## DATA SHOWN

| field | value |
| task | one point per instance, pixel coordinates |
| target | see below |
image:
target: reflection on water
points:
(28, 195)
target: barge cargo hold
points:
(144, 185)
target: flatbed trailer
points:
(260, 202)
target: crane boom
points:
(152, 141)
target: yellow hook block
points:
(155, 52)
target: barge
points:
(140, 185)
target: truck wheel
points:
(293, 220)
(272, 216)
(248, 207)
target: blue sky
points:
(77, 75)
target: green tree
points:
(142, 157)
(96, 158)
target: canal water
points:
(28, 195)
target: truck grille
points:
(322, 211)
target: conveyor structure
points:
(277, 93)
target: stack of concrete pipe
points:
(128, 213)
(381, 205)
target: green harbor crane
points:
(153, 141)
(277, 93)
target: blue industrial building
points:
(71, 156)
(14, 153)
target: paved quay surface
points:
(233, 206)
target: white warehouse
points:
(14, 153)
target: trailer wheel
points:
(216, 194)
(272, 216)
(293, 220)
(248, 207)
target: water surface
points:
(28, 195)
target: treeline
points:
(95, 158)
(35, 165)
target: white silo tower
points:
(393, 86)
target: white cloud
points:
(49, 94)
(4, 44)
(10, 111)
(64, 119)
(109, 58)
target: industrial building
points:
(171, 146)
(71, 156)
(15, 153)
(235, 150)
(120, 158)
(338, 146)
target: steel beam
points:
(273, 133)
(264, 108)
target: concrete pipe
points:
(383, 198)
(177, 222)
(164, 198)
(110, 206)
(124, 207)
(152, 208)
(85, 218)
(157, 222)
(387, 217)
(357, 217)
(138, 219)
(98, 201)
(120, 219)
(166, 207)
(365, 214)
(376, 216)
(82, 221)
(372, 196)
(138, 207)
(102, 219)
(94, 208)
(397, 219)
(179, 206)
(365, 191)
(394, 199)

## YOUR OBJECTIVE
Reproduce the material verbatim, line by line.

## FINAL RESULT
| field | value |
| task | one point per instance, pixel coordinates |
| target | see below |
image:
target: reflection on water
points:
(28, 195)
target: barge cargo hold
points:
(144, 185)
target: flatbed trailer
points:
(260, 202)
target: crane boom
points:
(152, 141)
target: yellow hook block
points:
(155, 52)
target: barge
points:
(140, 185)
target: truck wheel
points:
(293, 220)
(272, 216)
(248, 207)
target: blue sky
points:
(77, 75)
target: green tree
points:
(142, 157)
(96, 158)
target: canal water
points:
(28, 195)
target: truck grille
points:
(322, 211)
target: conveyor structure
points:
(277, 93)
target: stack of concrete pipe
points:
(128, 213)
(381, 205)
target: green harbor crane
points:
(153, 141)
(277, 93)
target: blue industrial building
points:
(71, 156)
(14, 153)
target: paved quay surface
points:
(233, 206)
target: white warehouse
points:
(14, 153)
target: trailer wheel
points:
(216, 194)
(272, 216)
(293, 220)
(248, 207)
target: water surface
points:
(28, 195)
target: treeline
points:
(95, 158)
(35, 165)
target: white silo tower
points:
(393, 86)
target: white cloud
points:
(49, 94)
(4, 44)
(10, 111)
(64, 119)
(109, 58)
target: industrial building
points:
(171, 146)
(71, 156)
(15, 153)
(235, 150)
(120, 158)
(338, 146)
target: steel beam
points:
(273, 133)
(264, 108)
target: concrete pipe
points:
(383, 198)
(177, 222)
(164, 198)
(110, 206)
(124, 207)
(152, 208)
(85, 218)
(157, 222)
(387, 217)
(357, 217)
(138, 219)
(98, 201)
(120, 219)
(166, 207)
(365, 214)
(376, 216)
(82, 221)
(372, 196)
(138, 207)
(102, 219)
(94, 208)
(397, 219)
(179, 206)
(365, 191)
(394, 199)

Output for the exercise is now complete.